> _Письменное задание_
Верни каждую строку из записей ниже, в которой встречается слово «with». Регистр букв учитывается.

Записи с разметкой координат:
== == ==
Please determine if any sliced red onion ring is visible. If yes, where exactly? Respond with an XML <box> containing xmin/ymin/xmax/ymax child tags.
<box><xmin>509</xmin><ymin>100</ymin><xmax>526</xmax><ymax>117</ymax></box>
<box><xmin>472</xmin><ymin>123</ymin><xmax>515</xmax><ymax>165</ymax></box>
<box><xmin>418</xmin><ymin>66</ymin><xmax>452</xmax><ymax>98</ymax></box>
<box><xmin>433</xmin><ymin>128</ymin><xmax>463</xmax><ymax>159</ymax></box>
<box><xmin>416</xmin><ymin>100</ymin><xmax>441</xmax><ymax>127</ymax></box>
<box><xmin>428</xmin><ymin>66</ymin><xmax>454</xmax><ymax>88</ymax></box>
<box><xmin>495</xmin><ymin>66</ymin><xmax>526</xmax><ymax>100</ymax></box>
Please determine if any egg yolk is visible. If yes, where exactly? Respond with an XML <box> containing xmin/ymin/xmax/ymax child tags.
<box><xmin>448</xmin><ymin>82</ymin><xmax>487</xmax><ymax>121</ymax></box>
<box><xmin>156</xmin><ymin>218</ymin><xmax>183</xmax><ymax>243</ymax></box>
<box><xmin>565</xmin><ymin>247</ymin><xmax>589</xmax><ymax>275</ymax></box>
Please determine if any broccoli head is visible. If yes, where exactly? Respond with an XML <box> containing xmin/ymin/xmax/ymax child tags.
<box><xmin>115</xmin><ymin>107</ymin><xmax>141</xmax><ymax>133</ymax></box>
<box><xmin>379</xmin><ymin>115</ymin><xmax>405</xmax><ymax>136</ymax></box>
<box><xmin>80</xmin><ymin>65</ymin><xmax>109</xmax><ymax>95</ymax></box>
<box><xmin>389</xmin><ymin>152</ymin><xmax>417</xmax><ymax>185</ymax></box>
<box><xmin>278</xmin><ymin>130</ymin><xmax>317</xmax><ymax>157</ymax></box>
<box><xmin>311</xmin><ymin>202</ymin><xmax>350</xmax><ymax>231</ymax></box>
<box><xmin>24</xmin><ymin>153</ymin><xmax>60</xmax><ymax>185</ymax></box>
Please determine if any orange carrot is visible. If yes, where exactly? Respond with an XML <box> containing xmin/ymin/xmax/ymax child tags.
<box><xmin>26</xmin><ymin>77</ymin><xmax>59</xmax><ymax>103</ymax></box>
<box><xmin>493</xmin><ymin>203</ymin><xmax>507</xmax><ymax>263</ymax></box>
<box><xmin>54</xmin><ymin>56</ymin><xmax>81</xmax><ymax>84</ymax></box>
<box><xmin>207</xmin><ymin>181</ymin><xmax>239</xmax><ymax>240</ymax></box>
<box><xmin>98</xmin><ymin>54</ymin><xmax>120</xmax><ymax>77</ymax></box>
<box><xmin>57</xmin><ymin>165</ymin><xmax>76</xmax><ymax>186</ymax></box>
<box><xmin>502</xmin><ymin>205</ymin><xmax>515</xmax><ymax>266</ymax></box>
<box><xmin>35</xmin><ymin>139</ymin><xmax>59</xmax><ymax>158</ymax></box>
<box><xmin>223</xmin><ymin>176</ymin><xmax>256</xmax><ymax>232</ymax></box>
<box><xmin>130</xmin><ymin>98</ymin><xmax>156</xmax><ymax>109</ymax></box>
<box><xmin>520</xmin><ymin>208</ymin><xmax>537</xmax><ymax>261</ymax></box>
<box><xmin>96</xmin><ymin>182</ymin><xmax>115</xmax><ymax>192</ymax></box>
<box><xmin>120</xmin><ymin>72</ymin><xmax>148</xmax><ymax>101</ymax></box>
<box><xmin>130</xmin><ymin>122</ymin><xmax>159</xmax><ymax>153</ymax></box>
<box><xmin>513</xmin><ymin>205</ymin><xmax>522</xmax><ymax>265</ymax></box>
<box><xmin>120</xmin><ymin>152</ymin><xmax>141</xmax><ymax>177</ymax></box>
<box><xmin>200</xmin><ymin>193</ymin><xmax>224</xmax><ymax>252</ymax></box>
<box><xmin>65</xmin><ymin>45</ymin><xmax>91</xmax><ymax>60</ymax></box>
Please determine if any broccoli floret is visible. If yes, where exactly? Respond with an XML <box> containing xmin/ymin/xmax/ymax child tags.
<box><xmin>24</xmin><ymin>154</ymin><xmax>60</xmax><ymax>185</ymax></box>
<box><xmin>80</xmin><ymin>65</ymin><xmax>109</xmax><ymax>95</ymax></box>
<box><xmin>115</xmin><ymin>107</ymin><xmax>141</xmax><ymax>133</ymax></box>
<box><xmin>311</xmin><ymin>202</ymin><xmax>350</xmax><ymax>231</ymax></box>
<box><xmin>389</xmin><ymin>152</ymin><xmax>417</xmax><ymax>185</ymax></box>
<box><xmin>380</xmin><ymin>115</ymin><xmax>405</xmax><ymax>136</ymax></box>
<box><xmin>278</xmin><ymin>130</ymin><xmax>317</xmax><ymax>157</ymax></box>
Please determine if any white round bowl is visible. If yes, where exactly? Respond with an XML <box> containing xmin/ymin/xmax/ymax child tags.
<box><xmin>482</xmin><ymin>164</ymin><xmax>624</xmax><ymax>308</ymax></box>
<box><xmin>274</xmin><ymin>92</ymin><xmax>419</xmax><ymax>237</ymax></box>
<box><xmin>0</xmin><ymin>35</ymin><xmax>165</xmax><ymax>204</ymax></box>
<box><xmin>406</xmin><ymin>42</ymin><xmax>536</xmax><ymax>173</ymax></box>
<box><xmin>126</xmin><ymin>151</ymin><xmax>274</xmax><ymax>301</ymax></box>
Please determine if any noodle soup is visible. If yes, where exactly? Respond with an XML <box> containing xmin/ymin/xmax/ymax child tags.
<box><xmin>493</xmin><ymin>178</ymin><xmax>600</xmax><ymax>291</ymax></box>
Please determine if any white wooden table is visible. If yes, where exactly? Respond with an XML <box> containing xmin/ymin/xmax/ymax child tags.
== == ==
> _Ожидаемый результат_
Please determine if any sliced red onion ring is visible. If yes, where exactly? Respond with an XML <box> containing xmin/ymin/xmax/ymax child tags.
Please determine if any egg yolk is visible. If yes, where exactly? Respond with an XML <box> containing xmin/ymin/xmax/ymax child tags.
Please determine if any broccoli head is visible. If yes, where exactly? Respond with an XML <box> containing xmin/ymin/xmax/ymax child tags.
Please determine if any orange carrot is visible. If yes, where exactly? Respond with an XML <box> containing xmin/ymin/xmax/ymax child tags.
Please determine if any broccoli floret is visible. If yes, where exactly? Respond with an XML <box> containing xmin/ymin/xmax/ymax child tags.
Please determine if any white round bowl is visible. If yes, where exactly? Respond with an XML <box> containing xmin/ymin/xmax/ymax child tags.
Please determine if any noodle soup is visible. If yes, where exactly? Respond with an XML <box> containing xmin/ymin/xmax/ymax child tags.
Please determine if any white wooden table is visible. If yes, where exactly? Respond with an XML <box> containing xmin/ymin/xmax/ymax child tags.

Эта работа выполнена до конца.